**TASK STATEMENT**
Can you reproduce the SAP BTP article from "Embracing a Multi-Cloud" to "(hybrid) cloud strategy.", swapping "openness" for "transparency"?

**SELECTED PASSAGE**

Start of Block

Embracing a Multi-Cloud Strategy with SAP BTP
By James Wood, Principal Consultant, Bowdark Consulting
The SAP Business Technology Platform (SAP BTP) has been subject to several key transformations over the years. While cynics are quick to point to marketing shenanigans with all the product name changes (“SAP BTP: Now with 63% more awesomeness…”), there has absolutely been a method to SAP’s madness: openness.
While many of SAP’s competitors continue to fight for territory in the ultra-competitive and ever-changing platform-as-a-service (PaaS) space, SAP has gone all in with its commitment to open-source projects such as Cloud Foundry and Kyma in an effort to give its customers more choice when it comes to building out a (hybrid) cloud strategy.
In this article, we’ll take a look at some different ways that SAP BTP can be used to develop a multi-cloud strategy that maximizes your existing cloud investments while simultaneously extending the reach of your SAP business systems – SAP S/4 HANA or otherwise. Here, we’ll see that SAP BTP can be used side-by-side with PaaS services provided by hyperscalers such as Microsoft (Azure), Amazon (AWS), or Google (GCP) to create many new and exciting solutions to accelerate your digital transformation journey.

End of Block

**SUPPLIED INFORMATION**
Start of Block

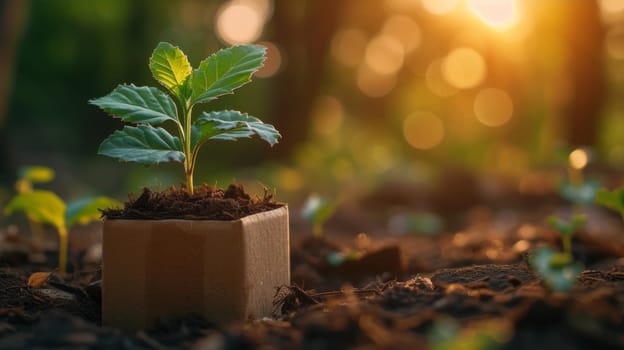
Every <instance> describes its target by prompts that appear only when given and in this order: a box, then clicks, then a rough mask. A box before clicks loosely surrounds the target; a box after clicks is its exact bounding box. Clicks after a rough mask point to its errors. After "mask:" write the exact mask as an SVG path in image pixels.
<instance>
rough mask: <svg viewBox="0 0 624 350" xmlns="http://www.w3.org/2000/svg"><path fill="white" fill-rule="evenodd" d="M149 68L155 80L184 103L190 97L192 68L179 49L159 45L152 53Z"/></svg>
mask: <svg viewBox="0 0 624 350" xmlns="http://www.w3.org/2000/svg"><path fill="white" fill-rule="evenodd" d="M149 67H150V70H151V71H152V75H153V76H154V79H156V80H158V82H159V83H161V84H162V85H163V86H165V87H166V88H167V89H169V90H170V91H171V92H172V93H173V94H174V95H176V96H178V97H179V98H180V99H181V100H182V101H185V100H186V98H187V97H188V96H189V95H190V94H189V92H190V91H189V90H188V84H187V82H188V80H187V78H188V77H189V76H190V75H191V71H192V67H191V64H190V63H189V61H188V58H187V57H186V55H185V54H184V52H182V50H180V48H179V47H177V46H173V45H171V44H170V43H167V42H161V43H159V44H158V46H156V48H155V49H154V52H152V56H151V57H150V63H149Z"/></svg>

End of Block

**RESPONSE TO THIS EXERCISE**
Embracing a Multi-Cloud Strategy with SAP BTP
By James Wood, Principal Consultant, Bowdark Consulting
The SAP Business Technology Platform (SAP BTP) has been subject to several key transformations over the years. While cynics are quick to point to marketing shenanigans with all the product name changes (“SAP BTP: Now with 63% more awesomeness…”), there has absolutely been a method to SAP’s madness: transparency.
While many of SAP’s competitors continue to fight for territory in the ultra-competitive and ever-changing platform-as-a-service (PaaS) space, SAP has gone all in with its commitment to open-source projects such as Cloud Foundry and Kyma in an effort to give its customers more choice when it comes to building out a (hybrid) cloud strategy.